TEXT PASSAGE:
────────────────────────────────────────
Between line 573 and 594 the page can have 1 user and be unlocked, so it
can be removed by invalidate_inode_pages, and the mapping will be
cleared here:
http://innominate.org/~graichen/projects/lxr/source/mm/filemap.c?v=v2.3#L98
--
Daniel
On Thu, 28 Dec 2000, Rik van Riel wrote:
> On Wed, 27 Dec 2000, Linus Torvalds wrote:
> > On Wed, 27 Dec 2000, Rik van Riel wrote:
> > >
> > > The (trivial) patch below should fix this problem.
> >
> > It must be wrong.
> >
> > If we have a dirty page on the LRU lists, that page _must_ have
> > a mapping.
>
> Hmm, last I looked buffercache pages didn't have
> page->mapping set ...
OK, you're right ;)
We never set PG_dirty for buffercache pages, so a
pure buffercache page shouldn't be caught here...
I've made a small debugging patch that simply checks
for this illegal state in add_page_to_active_list and
add_page_to_inactive_dirty_list.
regards,
Rik
--
Hollywood goes for world dumbination,
Trailer at 11.
http://www.surriel.com/
http://www.conectiva.com/ http://distro.conectiva.com.br/
--- include/linux/swap.h.orig Thu Dec 28 12:29:29 2000
+++ include/linux/swap.h Thu Dec 28 12:31:29 2000
@@ -206,7 +206,11 @@
#define ZERO_PAGE_BUG \
if (page_count(page) == 0) BUG();
+#define DIRTY_NO_MAPPING \
+ if (PageDirty(page) && !page->mapping) BUG();
+
#define add_page_to_active_list(page) { \
+ DIRTY_NO_MAPPING \
DEBUG_ADD_PAGE \
ZERO_PAGE_BUG \
SetPageActive(page); \
@@ -215,6 +219,7 @@
}
#define add_page_to_inactive_dirty_list(page) { \
+ DIRTY_NO_MAPPING \
DEBUG_ADD_PAGE \
ZERO_PAGE_BUG \
SetPageInactiveDirty(page); \
Linus Torvalds wrote:
>
> On Wed, 27 Dec 2000, Philipp Rumpf wrote:
>
> > On Wed, Dec 27, 2000 at 03:41:04PM -0800, Linus Torvalds wrote:
> > > It must be wrong.
> > >
> > > If we have a dirty page on the LRU lists, that page _must_ have a mapping.
────────────────────────────────────────
PROMPT:
Extend the Linux kernel mailing-list thread, starting right after its last quoted line. The records are separate material, unconnected to the Linux kernel mailing-list thread.

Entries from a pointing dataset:
────────────────────────────────────────
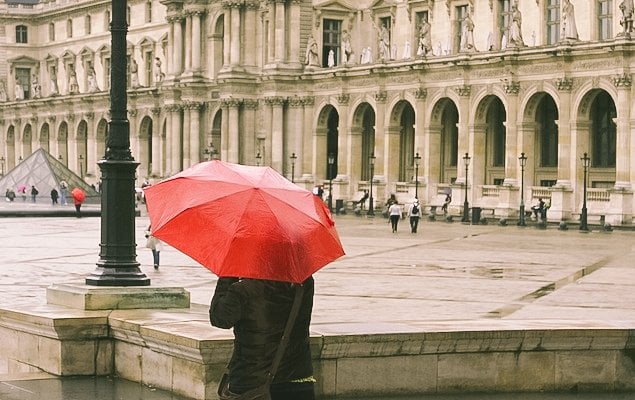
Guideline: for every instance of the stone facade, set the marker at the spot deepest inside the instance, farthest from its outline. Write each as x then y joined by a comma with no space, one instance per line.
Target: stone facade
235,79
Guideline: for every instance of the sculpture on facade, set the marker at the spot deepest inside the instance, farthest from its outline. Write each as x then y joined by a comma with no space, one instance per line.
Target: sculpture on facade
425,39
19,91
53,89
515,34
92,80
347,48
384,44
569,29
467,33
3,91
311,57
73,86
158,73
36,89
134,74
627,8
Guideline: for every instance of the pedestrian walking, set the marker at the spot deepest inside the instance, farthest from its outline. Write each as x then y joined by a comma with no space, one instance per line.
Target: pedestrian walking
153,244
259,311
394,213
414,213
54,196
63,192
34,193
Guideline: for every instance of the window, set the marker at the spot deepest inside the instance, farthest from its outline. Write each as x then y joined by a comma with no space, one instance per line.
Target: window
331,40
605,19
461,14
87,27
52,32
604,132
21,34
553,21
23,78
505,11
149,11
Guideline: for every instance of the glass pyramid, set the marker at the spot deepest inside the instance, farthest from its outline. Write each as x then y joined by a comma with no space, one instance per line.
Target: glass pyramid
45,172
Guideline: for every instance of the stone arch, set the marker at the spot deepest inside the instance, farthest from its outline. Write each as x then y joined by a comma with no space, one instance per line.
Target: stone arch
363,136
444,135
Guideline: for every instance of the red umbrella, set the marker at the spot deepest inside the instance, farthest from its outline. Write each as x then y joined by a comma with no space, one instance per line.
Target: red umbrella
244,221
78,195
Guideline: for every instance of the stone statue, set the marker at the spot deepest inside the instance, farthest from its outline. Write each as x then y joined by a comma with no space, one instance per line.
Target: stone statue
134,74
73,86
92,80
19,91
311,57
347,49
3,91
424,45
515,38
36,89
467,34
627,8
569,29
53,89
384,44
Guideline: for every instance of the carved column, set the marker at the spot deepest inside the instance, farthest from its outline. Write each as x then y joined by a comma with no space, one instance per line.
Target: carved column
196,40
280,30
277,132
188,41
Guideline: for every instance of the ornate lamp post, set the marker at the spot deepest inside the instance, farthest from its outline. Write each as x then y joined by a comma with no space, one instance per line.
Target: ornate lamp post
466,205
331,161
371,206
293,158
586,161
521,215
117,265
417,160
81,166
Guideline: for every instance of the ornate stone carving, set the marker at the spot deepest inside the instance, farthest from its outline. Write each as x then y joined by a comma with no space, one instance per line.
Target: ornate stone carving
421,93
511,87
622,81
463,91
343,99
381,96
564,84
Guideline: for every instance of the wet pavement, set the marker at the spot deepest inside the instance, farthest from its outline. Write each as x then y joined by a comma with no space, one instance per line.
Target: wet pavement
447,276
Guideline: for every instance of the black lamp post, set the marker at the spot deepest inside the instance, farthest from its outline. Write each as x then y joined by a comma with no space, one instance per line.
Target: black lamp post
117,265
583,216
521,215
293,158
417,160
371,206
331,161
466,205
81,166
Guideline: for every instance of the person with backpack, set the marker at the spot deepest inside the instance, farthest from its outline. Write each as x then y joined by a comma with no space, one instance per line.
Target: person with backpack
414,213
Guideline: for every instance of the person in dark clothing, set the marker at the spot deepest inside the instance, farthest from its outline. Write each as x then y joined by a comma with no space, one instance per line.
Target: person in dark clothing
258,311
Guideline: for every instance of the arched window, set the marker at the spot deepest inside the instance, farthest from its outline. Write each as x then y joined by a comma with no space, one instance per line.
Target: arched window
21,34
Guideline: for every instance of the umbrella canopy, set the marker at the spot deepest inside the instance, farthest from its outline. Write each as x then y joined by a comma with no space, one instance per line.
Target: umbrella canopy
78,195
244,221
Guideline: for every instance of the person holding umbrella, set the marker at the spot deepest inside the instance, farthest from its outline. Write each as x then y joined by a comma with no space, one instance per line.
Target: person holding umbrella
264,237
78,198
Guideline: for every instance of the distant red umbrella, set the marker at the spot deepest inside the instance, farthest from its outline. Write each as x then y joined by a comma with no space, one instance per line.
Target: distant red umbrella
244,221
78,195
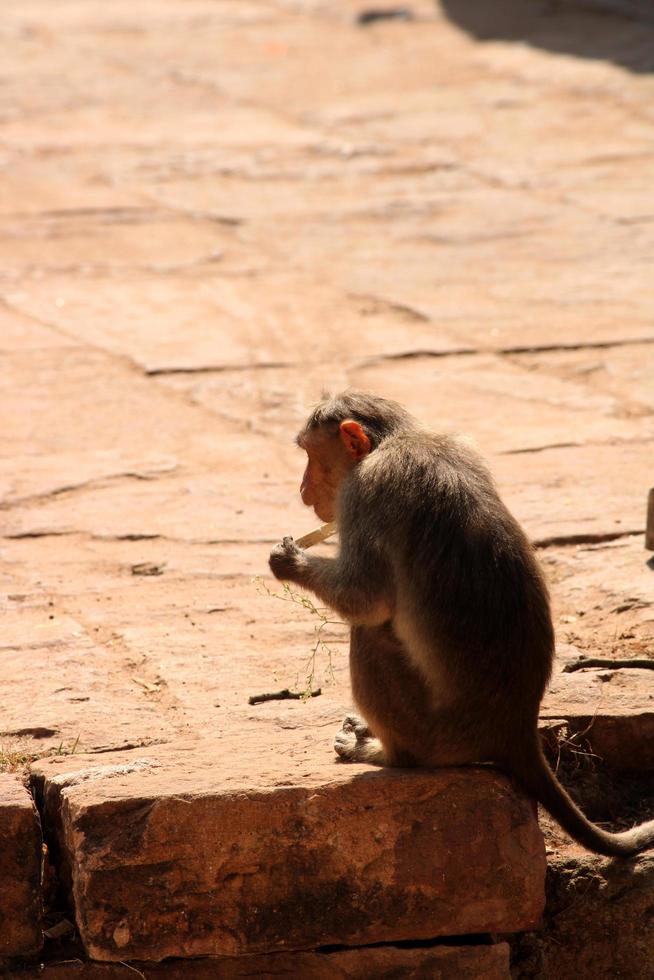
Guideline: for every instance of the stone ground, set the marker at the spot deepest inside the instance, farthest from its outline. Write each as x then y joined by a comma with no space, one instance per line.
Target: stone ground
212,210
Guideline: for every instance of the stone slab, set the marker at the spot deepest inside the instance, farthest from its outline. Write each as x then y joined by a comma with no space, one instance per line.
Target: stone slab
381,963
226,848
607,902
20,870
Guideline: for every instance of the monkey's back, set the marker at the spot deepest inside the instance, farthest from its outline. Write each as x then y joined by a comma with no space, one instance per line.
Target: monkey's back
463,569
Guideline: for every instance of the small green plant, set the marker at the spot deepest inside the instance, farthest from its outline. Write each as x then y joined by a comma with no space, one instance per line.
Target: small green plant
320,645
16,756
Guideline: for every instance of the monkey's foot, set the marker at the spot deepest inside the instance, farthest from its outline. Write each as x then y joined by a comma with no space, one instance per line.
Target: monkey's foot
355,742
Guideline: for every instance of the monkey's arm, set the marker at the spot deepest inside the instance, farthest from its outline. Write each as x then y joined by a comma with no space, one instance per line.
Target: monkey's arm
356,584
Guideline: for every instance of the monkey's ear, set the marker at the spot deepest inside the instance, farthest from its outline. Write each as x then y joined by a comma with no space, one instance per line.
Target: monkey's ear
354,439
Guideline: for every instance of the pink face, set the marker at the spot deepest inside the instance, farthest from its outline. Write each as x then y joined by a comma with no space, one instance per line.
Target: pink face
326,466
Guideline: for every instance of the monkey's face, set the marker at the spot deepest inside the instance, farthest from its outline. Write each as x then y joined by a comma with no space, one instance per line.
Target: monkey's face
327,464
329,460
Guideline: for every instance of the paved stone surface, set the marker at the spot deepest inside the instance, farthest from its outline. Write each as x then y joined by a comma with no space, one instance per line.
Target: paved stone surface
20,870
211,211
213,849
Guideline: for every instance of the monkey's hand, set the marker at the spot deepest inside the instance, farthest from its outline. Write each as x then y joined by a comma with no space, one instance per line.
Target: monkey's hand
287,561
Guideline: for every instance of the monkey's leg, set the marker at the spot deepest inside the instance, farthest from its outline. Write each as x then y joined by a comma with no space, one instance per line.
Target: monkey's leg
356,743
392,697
────────────────────────────────────────
RESULT FOR THIS EXERCISE:
> >
> > What about pages with a mapping but without a writepage function ? or pages
> > whose writepage function fails ? The current code seems to simply put the
> > page onto the active list in that case, which seems just as wrong to me.
>
> ramfs. It doesn't have a writepage() function, as there is no backing
> store.
>
> > > The bug is somewhere else, and your patch is just papering it over. We
> > > should not have a page without a mapping on the LRU lists in the first
> > > place, except if the page has anonymous buffers (and such a page cannot
> >
> > So is there any legal reason we could ever get to page_active ? Removing
> > that code (or replacing it with BUG()) certainly would make page_launder
> > more readable.
>
> Apart from the "we have no backing store", there is no legal reason to put
> it back on the active list that I can see.
It's logical that PageDirty should never be get for ramfs, and a ramfs
page should never have buffers on it. With this and Chris's anon_space
mapping can we replace the check for null ->writepage with BUG? With
the anon_space mapping we should be able to do the same ford for
->mapping.
Though these things aren't strictly bugs, having to check multiple paths
for everything is slowing us down in picking off the fluff.
--
Daniel
On Thu, 28 Dec 2000, Daniel Phillips wrote:
> It's logical that PageDirty should never be get for ramfs,
No. Not setting PageDirty will cause the system to move the
page to the inactive_clean list and happily reclaim your data.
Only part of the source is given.